▸ Goal
From the records below, extract all the text exactly and leave the images behind.
+ + + + + + +
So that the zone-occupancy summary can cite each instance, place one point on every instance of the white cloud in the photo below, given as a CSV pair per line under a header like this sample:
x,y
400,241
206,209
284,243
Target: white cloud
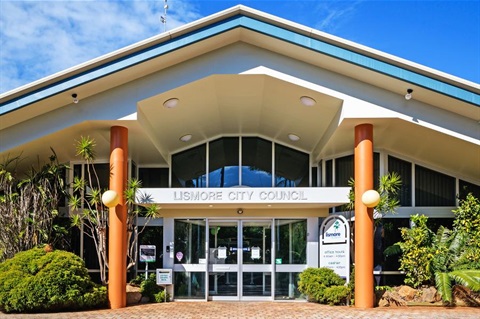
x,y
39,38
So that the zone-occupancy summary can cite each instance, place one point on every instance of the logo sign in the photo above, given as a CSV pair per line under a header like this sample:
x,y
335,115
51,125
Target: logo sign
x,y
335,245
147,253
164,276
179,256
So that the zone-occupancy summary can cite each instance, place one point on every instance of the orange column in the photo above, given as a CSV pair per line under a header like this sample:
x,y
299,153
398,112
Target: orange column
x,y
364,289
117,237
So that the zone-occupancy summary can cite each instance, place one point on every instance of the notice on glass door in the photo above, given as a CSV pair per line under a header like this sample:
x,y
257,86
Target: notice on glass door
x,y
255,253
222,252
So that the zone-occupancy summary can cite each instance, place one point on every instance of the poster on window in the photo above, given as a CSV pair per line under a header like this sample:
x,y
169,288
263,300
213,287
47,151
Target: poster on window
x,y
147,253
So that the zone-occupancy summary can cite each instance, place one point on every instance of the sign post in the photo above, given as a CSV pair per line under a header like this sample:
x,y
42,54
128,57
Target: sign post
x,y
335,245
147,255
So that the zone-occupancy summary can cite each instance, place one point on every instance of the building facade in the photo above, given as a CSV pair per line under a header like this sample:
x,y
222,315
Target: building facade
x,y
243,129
+ + + + + + +
▸ Solution to the problem
So that the zone-occupancy summary can cite each instance, place one point on every instance of the white cloud in the photo below, given as a CSV pair per line under a header like this sample:
x,y
400,241
206,209
284,243
Target: white cloud
x,y
39,38
So that the zone-occupancy summary can cite each instance, place one point on every instance of the logo sign in the photo above, given as a CSV pair per line under a header like this sample:
x,y
335,115
51,125
Target: logo sign
x,y
335,245
147,253
164,276
179,256
So that the zone-occupancy summary can cite each instance, place one point on every instance of the orange column in the photo above, given as a CSV pair per line under a header like this sample:
x,y
299,153
398,112
Target: orange column
x,y
364,289
117,237
So that the zone-occupancy summary can cite each instance, place one point on every instance of the notice on glass door in the photo above, given as a CSV pair per line under a header like this sample:
x,y
257,86
Target: notice on glass door
x,y
255,253
222,252
So that the zone-occupancy summary can cite each instance, place one point on every instance of the poster on window in the photo above, given as a CSV pair per line under a header like this sample:
x,y
169,288
263,300
213,287
47,151
Target: poster on window
x,y
147,253
So that the zone-occupancy summary can cite each instance, place one point on every instance of the sign post in the photo above, given as a CSV pair per line under a header like this sample:
x,y
42,54
128,57
Target: sign post
x,y
335,245
147,255
So that the zone-occupancy summary can cite each instance, place one point on every instance of the building facade in the photo above, given as a CSV pair per line under a header like this sample:
x,y
222,315
Target: building facade
x,y
243,129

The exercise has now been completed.